▸ **Tasks to perform**:
1. In the press release on the Passenger Pigeon, condense the paragraph that begins "SAN FRANCISCO (October 6, 2010)" into a short bulleted list that keeps its main facts.
2. According to the press release on the Passenger Pigeon, in which journal does the new analysis appear?
3. Reproduce part of the press release on the Passenger Pigeon, substituting "passenger pigeon" for "Passenger Pigeon". Start at "DNA analysis reveals" and end after "was previously suspected.".
::: Extract provided
Press Release

Stephanie Stone (415) 379-5121
Andrew Ng (415) 379-5123


DNA analysis reveals that the extinct bird's closest relative is a common California resident

SAN FRANCISCO (October 6, 2010) – With bits of DNA extracted from century-old museum specimens, researchers have found a place for the extinct Passenger Pigeon (Ectopistes migratorius) in the family tree of pigeons and doves, identifying this unique bird’s closest living avian relatives for the first time. The new analysis, which appears this month in Molecular Phylogenetics and Evolution, reveals that the Passenger Pigeon was most closely related to other North and South American pigeons, and not to the Mourning Dove, as was previously suspected.

"This research demonstrates the remarkable potential of DNA to answer questions about species that no longer populate our planet," says Dr. Jack Dumbacher, Curator of Ornithology at the California Academy of Sciences. "The Passenger Pigeon has been extinct for almost 100 years, but with the help of museum specimens and DNA analysis, we’re still learning new information about the bird’s evolutionary history and its place on the tree of life."
::::::
::: Given records
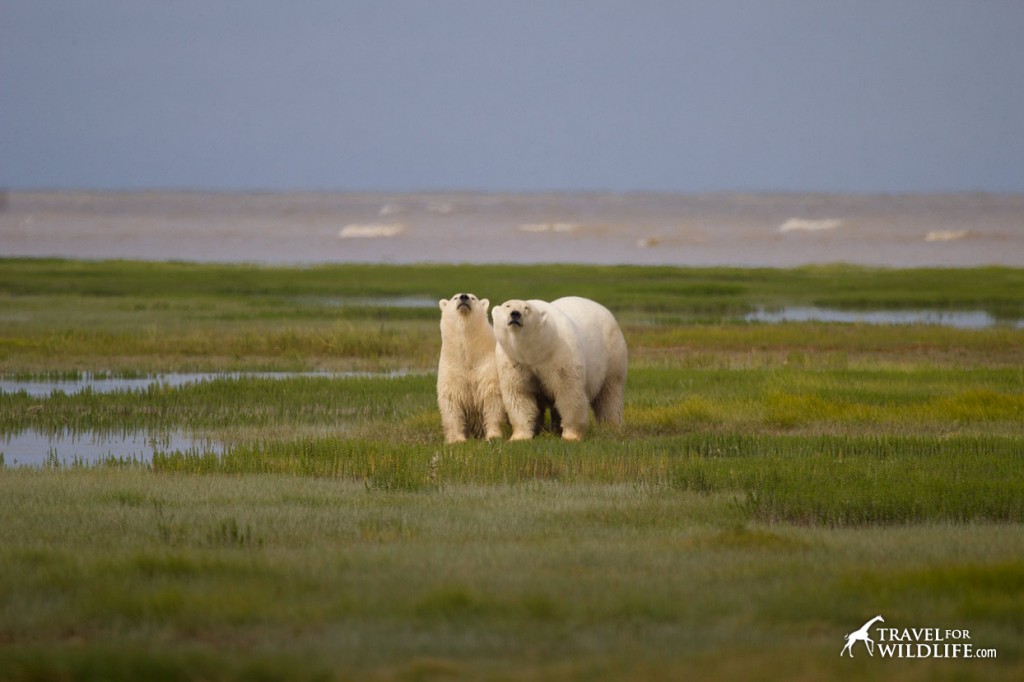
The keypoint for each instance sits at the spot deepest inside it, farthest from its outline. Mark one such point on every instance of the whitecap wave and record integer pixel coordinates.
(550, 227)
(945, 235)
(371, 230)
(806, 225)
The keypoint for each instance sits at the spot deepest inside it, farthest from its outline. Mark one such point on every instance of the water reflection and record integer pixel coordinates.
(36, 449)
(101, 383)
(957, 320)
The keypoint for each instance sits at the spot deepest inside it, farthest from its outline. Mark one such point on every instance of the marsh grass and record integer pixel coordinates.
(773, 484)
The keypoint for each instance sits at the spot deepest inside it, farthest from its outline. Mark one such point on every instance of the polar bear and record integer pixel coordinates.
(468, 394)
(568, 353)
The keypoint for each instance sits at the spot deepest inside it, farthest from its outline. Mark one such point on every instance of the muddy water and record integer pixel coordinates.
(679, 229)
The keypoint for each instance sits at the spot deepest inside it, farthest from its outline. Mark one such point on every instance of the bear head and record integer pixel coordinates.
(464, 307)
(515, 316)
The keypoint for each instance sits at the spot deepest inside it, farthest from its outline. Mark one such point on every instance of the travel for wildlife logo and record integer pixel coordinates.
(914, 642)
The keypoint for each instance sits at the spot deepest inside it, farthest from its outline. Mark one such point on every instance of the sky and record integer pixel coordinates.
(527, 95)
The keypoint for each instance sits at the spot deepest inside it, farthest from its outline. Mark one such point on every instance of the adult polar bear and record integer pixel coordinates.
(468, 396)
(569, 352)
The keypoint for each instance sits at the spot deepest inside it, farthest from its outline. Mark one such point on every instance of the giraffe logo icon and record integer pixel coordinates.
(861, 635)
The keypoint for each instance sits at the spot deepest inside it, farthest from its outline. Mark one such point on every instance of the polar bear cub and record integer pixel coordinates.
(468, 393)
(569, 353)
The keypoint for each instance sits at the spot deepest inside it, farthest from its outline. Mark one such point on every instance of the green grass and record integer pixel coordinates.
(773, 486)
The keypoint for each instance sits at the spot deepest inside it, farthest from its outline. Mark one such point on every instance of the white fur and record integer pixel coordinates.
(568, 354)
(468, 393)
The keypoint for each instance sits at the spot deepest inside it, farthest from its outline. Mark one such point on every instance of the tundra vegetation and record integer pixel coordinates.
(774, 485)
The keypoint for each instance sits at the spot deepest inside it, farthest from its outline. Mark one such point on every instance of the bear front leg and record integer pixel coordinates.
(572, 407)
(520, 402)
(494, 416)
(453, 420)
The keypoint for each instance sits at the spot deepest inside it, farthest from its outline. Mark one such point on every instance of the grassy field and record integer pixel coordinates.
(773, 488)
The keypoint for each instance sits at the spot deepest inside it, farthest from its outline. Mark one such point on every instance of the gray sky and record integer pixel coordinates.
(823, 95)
::::::
▸ **Answers given**:
1.
- Researchers extracted DNA from century-old museum specimens of the extinct Passenger Pigeon (Ectopistes migratorius).
- They placed it in the pigeon and dove family tree and identified its closest living relatives for the first time.
- The analysis appears this month in Molecular Phylogenetics and Evolution.
- The bird's closest relatives were other North and South American pigeons, not the Mourning Dove as previously suspected.

2. Molecular Phylogenetics and Evolution.

3.
DNA analysis reveals that the extinct bird's closest relative is a common California resident

SAN FRANCISCO (October 6, 2010) – With bits of DNA extracted from century-old museum specimens, researchers have found a place for the extinct passenger pigeon (Ectopistes migratorius) in the family tree of pigeons and doves, identifying this unique bird’s closest living avian relatives for the first time. The new analysis, which appears this month in Molecular Phylogenetics and Evolution, reveals that the passenger pigeon was most closely related to other North and South American pigeons, and not to the Mourning Dove, as was previously suspected.